Part of a data file:
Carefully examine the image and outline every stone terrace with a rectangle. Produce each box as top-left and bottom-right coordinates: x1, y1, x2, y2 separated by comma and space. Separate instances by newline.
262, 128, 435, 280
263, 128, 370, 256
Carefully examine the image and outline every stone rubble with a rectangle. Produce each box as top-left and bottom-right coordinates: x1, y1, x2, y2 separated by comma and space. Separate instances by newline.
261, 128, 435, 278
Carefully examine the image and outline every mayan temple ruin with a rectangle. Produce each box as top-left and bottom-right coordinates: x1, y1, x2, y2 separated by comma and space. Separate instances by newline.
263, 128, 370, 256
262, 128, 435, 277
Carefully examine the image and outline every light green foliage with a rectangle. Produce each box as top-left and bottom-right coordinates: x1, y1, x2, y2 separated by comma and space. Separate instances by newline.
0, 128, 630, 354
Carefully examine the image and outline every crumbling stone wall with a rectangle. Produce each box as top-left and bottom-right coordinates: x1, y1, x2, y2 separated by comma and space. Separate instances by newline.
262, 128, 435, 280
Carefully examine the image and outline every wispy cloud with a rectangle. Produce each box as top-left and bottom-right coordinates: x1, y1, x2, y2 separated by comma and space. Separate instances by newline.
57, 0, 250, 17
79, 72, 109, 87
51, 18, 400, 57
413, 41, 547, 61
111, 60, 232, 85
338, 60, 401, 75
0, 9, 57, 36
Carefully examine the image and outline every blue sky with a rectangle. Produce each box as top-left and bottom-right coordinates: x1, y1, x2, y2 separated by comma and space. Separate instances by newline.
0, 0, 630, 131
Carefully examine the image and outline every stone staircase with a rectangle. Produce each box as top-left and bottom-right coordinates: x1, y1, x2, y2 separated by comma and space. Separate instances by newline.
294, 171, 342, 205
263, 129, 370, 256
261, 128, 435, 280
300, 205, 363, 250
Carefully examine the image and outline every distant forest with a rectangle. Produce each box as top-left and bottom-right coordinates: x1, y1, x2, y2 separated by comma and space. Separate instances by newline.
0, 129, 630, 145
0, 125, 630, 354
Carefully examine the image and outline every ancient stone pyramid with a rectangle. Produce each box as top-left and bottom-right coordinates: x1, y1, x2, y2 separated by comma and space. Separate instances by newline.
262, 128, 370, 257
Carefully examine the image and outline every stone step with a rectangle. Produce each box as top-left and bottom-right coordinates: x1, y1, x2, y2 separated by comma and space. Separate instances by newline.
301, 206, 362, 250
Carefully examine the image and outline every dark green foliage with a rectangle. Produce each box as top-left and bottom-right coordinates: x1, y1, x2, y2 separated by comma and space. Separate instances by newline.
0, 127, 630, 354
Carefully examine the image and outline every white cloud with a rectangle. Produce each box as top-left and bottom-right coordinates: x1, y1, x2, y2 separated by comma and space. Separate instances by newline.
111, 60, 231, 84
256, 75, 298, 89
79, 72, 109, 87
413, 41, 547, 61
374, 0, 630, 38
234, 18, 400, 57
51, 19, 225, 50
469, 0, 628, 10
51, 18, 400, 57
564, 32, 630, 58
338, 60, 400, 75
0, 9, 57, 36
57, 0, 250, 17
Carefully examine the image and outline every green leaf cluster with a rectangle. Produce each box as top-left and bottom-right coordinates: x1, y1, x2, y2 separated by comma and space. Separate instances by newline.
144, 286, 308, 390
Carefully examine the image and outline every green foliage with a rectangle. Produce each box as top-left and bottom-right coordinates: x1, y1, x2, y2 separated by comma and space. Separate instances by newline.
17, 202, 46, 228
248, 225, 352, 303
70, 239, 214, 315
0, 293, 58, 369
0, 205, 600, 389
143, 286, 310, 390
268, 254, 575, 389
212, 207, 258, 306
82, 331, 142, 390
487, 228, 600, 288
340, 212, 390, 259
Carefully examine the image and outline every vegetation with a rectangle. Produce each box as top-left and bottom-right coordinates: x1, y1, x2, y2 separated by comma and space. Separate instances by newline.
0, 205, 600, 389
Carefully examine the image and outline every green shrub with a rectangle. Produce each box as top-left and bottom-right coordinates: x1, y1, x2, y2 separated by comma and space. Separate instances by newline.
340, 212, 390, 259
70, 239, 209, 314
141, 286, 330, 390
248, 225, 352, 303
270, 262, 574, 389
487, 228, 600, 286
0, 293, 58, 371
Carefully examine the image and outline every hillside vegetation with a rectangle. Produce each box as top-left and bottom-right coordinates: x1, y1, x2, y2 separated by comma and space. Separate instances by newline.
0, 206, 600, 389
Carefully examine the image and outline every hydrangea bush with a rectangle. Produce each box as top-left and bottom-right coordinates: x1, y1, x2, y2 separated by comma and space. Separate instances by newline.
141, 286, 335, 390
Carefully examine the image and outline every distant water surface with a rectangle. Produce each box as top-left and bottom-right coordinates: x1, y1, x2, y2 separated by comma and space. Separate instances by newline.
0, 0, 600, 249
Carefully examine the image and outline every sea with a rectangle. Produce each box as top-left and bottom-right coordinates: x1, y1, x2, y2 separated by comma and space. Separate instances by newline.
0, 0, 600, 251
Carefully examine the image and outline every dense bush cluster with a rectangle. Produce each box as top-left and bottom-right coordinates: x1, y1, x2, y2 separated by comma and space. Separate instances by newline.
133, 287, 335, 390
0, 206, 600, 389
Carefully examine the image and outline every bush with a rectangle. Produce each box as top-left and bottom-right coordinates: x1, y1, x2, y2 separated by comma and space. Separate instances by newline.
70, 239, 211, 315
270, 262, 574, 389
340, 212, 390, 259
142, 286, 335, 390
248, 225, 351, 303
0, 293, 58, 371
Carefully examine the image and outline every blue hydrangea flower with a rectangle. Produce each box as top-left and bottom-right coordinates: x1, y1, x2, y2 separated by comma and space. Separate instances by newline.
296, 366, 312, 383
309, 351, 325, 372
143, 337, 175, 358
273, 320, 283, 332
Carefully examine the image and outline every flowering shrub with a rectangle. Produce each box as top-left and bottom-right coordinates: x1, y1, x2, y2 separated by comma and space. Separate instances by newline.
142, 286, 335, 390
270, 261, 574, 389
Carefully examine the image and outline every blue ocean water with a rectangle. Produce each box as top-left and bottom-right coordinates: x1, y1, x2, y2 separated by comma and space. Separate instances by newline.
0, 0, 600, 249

- **Request**: Set down exactly what runs from the line with "Carefully examine the image and outline every dense" to the last line of the data above, including both of those lines and no others.

- **Response to this exercise**:
Carefully examine the image and outline every dense bush cluster with a rectangle. Produce each box as top-left and bottom-right coordinates: x1, y1, x2, y2 separated by comma and space. Separate instances by newline.
133, 287, 335, 390
0, 206, 600, 389
Carefully examine the image and outline every bush with a rectangle. Produce each box as top-left and bottom-right coordinates: x1, y1, x2, y2 separated by comma and space. Separate instances by newline.
70, 239, 211, 315
270, 262, 574, 389
340, 212, 390, 259
142, 286, 335, 390
248, 225, 351, 303
0, 293, 58, 371
Carefully examine the image and outline every blue hydrangea flower with a rectangle. Produce each box as top-left and bottom-right coordinates: x1, y1, x2, y2 separated by comma and space. Separate instances by newline.
296, 366, 312, 383
309, 351, 325, 372
143, 337, 175, 358
273, 320, 283, 332
Carefully examine the image and outline every flowering shrub with a rectangle. Produce each box as top-left and bottom-right coordinates: x1, y1, x2, y2 separated by comma and space. Separate instances by newline.
142, 286, 335, 390
270, 261, 574, 389
Carefully examine the image and outline every blue ocean water with a rectangle. Produce each box as top-left and bottom-right coordinates: x1, y1, x2, y2 separated by comma and space. Separate instances by newline.
0, 0, 600, 249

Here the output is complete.